▶ _Selected passage_:
##########
Seems it’s a rare bird who writes actual letters these days, and rarer still two friends so thoughtful and thorough when sorting out what we all need our relationship to the land – and each other- to be. I am thankful these favorite writers and humans, farmers and marvelous poets, Wendell Berry and Gary Snyder, just published their conversation of the last 40 years+ in the book Distant Neighbors. The two were at Copperfields Montgomery Village last month!

“A few raindrops are hitting the roof. We would be glad to have a lot of them,” says Wendell to Gary. “Dear Wendell,” says Gary after reading manuscript for Wendell’s The Unsettling of America “…I think the chapter on energy is weak. It needs, simply, a better use of terms, and, I think there are some minor confusions…I’m glad to get to Sacramento about 2 days a month- they’re too frantic.”

Yes, guys, you are relevant because you live wisely, use words so beautifully – and you cross reference stuff like “Odum’s Environment, Power and Society and the Scientific American Energy book.” All from these “folks whose heart is in the right place.” Thank you for your clear sense of direction, Gary and Wendell! Wish I could fix you dinner and talk till we’re tired.

A fan of Wendell Berry, our friend, Petaluma Grange Vice President, environmental writer, Chris Fisher, wrote in his Raucous Rooster blog: (TheRaucousRooster.com)

This month marks the 40th anniversary of Berry’s beautiful speech. I love to think of all the great things Grangers and others are doing nowadays in response to the situation he saw then. Video of the ’74 presentation below, transcript below that. (find w. Chris’ blog)

Wise Counsel From the Past: Wendell Berry’s “The Culture of Agriculture” – July 1, 1974
July 16, 2014

Posted as a tribute to the memory of my great uncle, Olen Riggle, 1921-2014, the last of the Riggle family to leave their Cripple Creek, Virginia farm for a home in the nearby city of Wytheville.

Forty years ago this month, Kentucky farmer and writer Wendell Berry gave the following speech to the “Agriculture for a Small Planet” symposium in Spokane, Washington.

Invited to the West Coast to give voice to a “Labor Intensive Micro-Systems Viewpoint” – a phrase he promptly took issue with – Berry’s presentation eventually became the foundation of his classic, timeless work on farming and the land, The Unsettling of America.

This presentation and a subsequent letter to symposium staffers Gigi Coe and Bob Stilfer helped inspire the the Pacific Northwest’s Tilth movement. See below for a transcript and links to The Berry Center and Tilth Producers.

Forty years later, Berry’s words sound uncannily prescient, and to those of us from his part of the world – West Virginia in my case – like the loveliest music to the ears. (end)
##########
▶ _The problem_:
In the post about Wendell Berry and Gary Snyder, what city hosted the "Agriculture for a Small Planet" symposium where Berry gave his speech?
##########
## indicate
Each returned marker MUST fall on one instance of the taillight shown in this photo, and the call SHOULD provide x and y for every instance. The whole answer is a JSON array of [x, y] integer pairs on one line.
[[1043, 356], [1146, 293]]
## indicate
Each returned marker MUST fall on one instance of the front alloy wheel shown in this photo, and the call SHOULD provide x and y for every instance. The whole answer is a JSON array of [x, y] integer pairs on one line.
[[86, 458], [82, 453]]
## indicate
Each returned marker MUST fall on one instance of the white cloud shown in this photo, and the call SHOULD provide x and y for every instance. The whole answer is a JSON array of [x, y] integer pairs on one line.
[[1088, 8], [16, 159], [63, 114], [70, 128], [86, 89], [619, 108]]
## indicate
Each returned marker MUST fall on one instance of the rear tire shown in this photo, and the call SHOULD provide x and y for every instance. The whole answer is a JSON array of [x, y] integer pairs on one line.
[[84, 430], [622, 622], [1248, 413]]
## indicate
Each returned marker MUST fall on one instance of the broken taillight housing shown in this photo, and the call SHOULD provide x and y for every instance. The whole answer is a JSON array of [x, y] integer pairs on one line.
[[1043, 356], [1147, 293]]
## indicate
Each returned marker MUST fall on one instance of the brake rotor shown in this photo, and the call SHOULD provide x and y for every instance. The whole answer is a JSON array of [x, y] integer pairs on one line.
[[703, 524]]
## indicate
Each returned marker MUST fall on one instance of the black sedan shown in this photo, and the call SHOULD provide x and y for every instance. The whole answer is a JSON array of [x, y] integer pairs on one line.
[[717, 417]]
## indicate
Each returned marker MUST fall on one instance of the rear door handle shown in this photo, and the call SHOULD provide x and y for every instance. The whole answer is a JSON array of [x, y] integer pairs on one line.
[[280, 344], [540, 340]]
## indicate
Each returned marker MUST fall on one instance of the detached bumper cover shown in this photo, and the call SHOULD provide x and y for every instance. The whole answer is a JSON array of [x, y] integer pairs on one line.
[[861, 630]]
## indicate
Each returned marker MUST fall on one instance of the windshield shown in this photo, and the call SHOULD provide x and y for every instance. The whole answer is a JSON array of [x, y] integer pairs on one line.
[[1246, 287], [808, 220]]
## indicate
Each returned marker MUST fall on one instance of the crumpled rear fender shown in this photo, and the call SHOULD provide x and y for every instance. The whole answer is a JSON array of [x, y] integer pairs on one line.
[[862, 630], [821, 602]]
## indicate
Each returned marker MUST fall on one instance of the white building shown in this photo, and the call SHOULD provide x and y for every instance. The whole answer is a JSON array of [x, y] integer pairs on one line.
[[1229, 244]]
##########
▶ _Exercise result_:
Spokane, Washington.